(Page excerpt)

________________

This new event was inspired by the Martin E. Segal Awards, which for the last 30 years have recognized two early career artists of exceptional talent. The new identity for this event will allow all of Lincoln Center's resident organizations to recognize the vast amount of talent nurtured across its entire campus; the eleven organizations will honor distinguished rising artists at this year's ceremony.

The event will feature awards from all of Lincoln Center's resident organizations, including two Martin E. Segal Award winners, in addition to the newly established Hunt Family Award. Each of the award winners will receive $7,500 to be used for career advancement and to support future study. The evening, which is made possible by the generous support of lead sponsor First Republic Bank, celebrates excellence in all performing arts genres, and features a special live performance and dinner honoring the winners.

________________

(Exercise instructions)
Retype the part of the Lincoln Center awards excerpt between "This new event" and "this year's ceremony.", inclusive.

Segmentation dataset records:
________________

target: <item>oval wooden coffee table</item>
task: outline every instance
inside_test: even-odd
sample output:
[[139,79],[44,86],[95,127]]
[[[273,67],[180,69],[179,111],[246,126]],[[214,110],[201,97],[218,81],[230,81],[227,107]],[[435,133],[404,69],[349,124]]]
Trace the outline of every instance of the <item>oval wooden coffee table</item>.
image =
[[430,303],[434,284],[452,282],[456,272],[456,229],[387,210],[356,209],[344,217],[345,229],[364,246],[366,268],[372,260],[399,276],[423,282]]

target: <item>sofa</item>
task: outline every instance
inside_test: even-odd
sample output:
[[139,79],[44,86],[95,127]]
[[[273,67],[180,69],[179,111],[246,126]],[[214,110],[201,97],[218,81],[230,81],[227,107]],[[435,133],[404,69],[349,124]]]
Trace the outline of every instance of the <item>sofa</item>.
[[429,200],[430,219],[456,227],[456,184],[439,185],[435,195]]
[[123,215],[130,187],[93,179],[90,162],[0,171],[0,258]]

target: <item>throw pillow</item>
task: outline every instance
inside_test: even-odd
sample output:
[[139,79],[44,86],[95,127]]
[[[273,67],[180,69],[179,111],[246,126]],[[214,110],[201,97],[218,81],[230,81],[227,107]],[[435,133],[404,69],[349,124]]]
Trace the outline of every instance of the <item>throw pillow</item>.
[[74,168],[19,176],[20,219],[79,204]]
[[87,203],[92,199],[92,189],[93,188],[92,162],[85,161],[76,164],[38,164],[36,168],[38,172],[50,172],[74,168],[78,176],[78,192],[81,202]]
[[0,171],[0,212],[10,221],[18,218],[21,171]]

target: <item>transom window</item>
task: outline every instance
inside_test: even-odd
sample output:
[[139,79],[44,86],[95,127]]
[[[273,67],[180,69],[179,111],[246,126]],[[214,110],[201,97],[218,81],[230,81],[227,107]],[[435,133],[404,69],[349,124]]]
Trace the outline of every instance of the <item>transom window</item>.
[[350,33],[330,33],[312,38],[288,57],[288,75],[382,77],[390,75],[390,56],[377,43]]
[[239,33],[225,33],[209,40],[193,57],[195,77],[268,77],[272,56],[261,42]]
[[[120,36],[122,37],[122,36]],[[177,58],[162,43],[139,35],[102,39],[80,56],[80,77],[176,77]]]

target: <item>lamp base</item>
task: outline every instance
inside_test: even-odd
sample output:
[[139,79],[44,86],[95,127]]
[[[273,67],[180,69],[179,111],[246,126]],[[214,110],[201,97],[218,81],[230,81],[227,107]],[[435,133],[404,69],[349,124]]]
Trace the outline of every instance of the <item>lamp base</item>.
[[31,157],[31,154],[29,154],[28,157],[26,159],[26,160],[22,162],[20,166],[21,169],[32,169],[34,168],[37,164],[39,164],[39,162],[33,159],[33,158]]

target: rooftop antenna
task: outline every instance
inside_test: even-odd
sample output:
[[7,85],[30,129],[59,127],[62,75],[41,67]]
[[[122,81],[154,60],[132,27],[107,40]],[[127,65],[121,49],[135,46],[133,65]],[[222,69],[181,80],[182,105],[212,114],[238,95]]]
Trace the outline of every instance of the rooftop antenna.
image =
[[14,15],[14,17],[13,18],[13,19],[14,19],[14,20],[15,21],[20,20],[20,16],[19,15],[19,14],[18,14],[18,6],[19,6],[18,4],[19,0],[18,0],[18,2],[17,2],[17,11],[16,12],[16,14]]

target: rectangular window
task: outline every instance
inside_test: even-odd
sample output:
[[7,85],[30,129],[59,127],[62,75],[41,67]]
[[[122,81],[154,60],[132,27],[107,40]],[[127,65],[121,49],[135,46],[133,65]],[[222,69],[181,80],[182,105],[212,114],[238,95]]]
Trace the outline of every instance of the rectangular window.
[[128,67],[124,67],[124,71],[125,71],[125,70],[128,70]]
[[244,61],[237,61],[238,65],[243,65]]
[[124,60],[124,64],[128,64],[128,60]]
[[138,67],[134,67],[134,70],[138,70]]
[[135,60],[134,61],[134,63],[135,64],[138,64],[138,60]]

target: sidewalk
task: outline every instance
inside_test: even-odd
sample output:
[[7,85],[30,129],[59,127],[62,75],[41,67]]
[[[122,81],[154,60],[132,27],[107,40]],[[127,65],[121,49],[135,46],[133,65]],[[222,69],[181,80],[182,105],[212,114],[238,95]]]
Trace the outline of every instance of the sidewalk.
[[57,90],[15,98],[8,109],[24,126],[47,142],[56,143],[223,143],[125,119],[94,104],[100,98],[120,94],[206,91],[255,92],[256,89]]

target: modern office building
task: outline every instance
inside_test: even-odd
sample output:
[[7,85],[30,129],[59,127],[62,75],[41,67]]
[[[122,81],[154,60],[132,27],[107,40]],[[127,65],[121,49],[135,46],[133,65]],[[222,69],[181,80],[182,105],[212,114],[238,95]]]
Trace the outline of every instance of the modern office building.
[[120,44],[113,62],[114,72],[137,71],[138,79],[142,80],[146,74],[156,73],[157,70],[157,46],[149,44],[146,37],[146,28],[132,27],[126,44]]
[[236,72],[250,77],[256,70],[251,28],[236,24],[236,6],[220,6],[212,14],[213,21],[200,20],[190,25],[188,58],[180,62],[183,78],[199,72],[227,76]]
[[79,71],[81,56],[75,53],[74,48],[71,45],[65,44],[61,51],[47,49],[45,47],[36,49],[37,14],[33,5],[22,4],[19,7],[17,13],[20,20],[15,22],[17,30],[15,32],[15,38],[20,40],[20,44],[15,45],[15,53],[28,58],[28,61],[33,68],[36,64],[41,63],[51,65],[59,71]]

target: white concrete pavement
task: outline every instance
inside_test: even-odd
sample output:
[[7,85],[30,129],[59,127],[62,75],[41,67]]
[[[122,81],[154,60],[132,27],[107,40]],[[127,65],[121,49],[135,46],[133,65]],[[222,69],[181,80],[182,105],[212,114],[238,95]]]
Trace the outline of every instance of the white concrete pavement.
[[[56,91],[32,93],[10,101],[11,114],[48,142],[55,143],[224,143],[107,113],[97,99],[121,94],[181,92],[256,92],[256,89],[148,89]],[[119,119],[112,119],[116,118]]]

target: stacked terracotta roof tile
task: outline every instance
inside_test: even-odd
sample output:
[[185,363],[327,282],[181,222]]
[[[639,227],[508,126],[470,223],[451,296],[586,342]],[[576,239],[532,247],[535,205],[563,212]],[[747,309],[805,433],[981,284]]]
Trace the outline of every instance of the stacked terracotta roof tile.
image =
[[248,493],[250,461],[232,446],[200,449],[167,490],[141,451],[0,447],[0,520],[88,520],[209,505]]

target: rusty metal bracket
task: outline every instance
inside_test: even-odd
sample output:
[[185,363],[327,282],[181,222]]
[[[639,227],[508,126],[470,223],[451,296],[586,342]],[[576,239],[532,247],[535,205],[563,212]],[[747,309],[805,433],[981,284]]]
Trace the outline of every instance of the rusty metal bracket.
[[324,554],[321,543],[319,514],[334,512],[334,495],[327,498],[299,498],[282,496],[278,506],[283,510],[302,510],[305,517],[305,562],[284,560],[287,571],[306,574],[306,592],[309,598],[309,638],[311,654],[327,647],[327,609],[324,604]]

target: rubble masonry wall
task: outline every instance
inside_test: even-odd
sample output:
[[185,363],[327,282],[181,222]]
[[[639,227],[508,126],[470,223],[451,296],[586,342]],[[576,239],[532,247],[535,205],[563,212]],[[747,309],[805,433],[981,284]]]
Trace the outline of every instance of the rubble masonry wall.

________________

(Task result)
This new event was inspired by the Martin E. Segal Awards, which for the last 30 years have recognized two early career artists of exceptional talent. The new identity for this event will allow all of Lincoln Center's resident organizations to recognize the vast amount of talent nurtured across its entire campus; the eleven organizations will honor distinguished rising artists at this year's ceremony.